Document passage
--

Linear Regression and Subset Selection

Stats 208: Lecture 3

Prof. Sharpnack

• Lecture slides at course github page
• Some content of these slides are from STA 251 notes and STA 141B lectures.
• Some images and content is from ESL Ch. 3

Recall LinearRegression.fit

Throughout let $p < n$

Fit in OLS solves the following, on training set $$ \hat \beta = (X^\top X)^{-1} X^\top y $$ where $X,y$ are $n \times p$ and $n$ arrays.

Linear solve:

Recall LinearRegression.predict

Apply predict to training set then $$ \hat y = X \hat \beta = X (X^\top X)^{-1} X^\top y $$ is a projection of $y$ onto the column space of $X$. Projection in $n$-D space.

Projections are idempotent, $$ P := X (X^\top X)^{-1} X^\top $$ has $$ P P = X (X^\top X)^{-1} X^\top X (X^\top X)^{-1} X^\top = X (X^\top X)^{-1} X^\top. $$

Image from wikipedia.

Regression by Successive Orthogonalization

ESL pg. 54

1. Input $x_0=1, x_1, \ldots, x_p$ columns of design matrix.
2. Init $z_0 = x_0 = 1$
3. For $j = 1,\ldots,p$
   • Regress $x_j$ on $z_0,\ldots,z_{j-1}$ giving $$\hat \gamma_{j,l} = \frac{z_l^\top x_j}{z_l^\top z_l},$$ $l = 0, \ldots, j-1$ and $z_j = x_j - \sum_{k=0}^{j-1} \hat \gamma_{j,k} z_k$
4. Regress $y$ on the residual $z_p$ to give $\hat \beta_p$

Regression by Successive Orthogonalization

What does "regress onto" mean?

--

Aim 1
Answer these questions about the linear regression lecture slides:
(a) Which chapter of ESL supplied some of the images and content?
(b) What relationship between $p$ and $n$ is assumed throughout?
(c) Which ESL page is cited for regression by successive orthogonalization?
Aim 2
Rewrite the linear regression lecture slides starting with "Recall LinearRegression.fit" and going on through "in $n$-D space.", putting "training data" in place of "training set".
Aim 3
Carry the linear regression lecture slides on from their final line.
The records that come next are separate material and not part of the lecture slides.

Source data
--

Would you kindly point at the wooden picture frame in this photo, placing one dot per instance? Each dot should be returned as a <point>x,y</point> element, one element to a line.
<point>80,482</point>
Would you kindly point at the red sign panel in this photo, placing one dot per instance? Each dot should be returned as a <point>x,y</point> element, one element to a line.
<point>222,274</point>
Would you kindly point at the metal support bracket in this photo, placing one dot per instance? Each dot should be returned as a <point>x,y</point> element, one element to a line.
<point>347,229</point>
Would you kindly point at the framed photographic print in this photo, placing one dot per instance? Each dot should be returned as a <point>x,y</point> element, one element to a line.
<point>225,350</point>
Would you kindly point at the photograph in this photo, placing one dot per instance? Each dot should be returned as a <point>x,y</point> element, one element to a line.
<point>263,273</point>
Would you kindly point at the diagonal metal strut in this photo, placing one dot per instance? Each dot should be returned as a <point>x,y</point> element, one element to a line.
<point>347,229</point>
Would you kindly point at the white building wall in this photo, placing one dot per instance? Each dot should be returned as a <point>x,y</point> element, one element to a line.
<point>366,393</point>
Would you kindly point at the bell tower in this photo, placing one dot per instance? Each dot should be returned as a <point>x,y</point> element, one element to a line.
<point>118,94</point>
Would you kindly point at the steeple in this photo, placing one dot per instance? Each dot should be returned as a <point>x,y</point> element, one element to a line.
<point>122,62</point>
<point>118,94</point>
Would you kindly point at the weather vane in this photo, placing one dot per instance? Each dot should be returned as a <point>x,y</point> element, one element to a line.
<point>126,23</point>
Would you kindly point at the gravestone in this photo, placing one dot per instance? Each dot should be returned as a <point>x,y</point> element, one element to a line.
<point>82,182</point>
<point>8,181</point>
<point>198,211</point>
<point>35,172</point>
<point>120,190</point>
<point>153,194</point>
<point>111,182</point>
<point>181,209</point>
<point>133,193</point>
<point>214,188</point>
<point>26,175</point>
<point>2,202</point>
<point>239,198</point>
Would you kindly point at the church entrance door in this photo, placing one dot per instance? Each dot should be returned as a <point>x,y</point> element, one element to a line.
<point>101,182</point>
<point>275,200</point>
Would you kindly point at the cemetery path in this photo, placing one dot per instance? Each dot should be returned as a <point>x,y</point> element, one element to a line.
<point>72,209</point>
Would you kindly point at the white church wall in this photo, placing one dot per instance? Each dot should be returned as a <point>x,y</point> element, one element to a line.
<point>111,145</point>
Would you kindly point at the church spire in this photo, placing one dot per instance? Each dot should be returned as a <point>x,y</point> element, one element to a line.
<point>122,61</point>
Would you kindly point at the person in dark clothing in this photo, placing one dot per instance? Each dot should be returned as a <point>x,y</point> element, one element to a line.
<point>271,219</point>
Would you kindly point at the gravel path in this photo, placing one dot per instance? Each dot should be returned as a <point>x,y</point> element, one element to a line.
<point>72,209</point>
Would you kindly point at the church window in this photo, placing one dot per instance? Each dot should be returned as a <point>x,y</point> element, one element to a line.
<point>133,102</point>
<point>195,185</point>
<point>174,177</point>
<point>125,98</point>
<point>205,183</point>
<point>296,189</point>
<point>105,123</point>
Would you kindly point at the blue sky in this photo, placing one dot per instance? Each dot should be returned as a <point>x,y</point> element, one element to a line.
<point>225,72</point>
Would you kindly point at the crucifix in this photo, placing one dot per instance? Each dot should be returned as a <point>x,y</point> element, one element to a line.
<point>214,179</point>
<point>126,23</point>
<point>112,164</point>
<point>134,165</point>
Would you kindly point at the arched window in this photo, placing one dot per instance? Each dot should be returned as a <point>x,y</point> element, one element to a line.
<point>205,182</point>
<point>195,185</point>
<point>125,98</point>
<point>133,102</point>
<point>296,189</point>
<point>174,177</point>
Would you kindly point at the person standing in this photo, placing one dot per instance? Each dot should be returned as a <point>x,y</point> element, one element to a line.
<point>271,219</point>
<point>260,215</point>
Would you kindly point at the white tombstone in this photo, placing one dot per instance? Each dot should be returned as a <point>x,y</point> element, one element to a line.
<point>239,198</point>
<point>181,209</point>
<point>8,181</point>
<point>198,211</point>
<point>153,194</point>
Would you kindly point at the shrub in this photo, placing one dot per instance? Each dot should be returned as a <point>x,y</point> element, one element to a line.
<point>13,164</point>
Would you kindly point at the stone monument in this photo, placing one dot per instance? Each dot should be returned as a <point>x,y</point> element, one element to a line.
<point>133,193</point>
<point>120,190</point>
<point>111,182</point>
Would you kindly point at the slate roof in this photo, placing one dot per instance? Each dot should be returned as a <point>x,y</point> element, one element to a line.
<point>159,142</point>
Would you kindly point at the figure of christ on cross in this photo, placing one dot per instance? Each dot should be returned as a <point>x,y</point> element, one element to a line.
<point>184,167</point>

--

Final result 1
(a) Chapter 3
(b) $p < n$
(c) Page 54

Final result 2
Recall LinearRegression.fit

Throughout let $p < n$

Fit in OLS solves the following, on training data $$ \hat \beta = (X^\top X)^{-1} X^\top y $$ where $X,y$ are $n \times p$ and $n$ arrays.

Linear solve:

Recall LinearRegression.predict

Apply predict to training data then $$ \hat y = X \hat \beta = X (X^\top X)^{-1} X^\top y $$ is a projection of $y$ onto the column space of $X$. Projection in $n$-D space.

Final result 3
Solving the normal equation $$ Z^\top Z \hat \gamma_j = Z^\top x_j $$

where $Z$ has columns $z_0, \ldots z_{j-1}$.

Why is this any easier?

$Z$ is orthogonal, i.e. the columns are orthogonal, $$ z_j^\top z_k = 0, j\ne k $$ which means $Z^\top Z$ is diagonal (easy to invert).

Practice Exercise. Show that Successive Orthogonalization is equivalent to the Gram-Schmidt procedure for finding an orthonormal basis of column space of $X$.

Regression by Successive Orthogonalization

Regress $y$ on the residual $z_p$ to give $\hat \beta_p$?

We know that $z_p$ is the only basis element that contains $x_p$ and that regressing $y$ onto $Z$ is equivalent to regressing $y$ onto $X$.

Why?

We can write these matrices as $$ X = Z \Gamma $$ where $Z$ is orthogonal and $\Gamma$ is upper triangular. Let $D$ be the diagonal matrix with $\| z_j\|$ on diagonal. Then $$ X = Z D^{-1} D \Gamma = Q R $$ for $Q = Z D^{-1}$ is $n \times p$, $R = D \Gamma$ is $p \times p$.

$Q$ is orthonormal ($Q^\top Q = I$) and $R$ is upper triangular.

Regression by Successive Orthogonalization

• Normal eqn is $$ X^\top X \hat \beta = X^\top y \equiv R^\top R \hat \beta = R^\top (Q^\top y) $$
• Upper triangular matrices are easy to invert!

  [1, 2] [a] = [4]
  [0, 3] [b]   [5]

• One of many decompositions that can make linear regression easy (after the decomposition is made).

Regression by Successive Orthogonalization

1. Input $x_0=1, x_1, \ldots, x_p$ columns of design matrix.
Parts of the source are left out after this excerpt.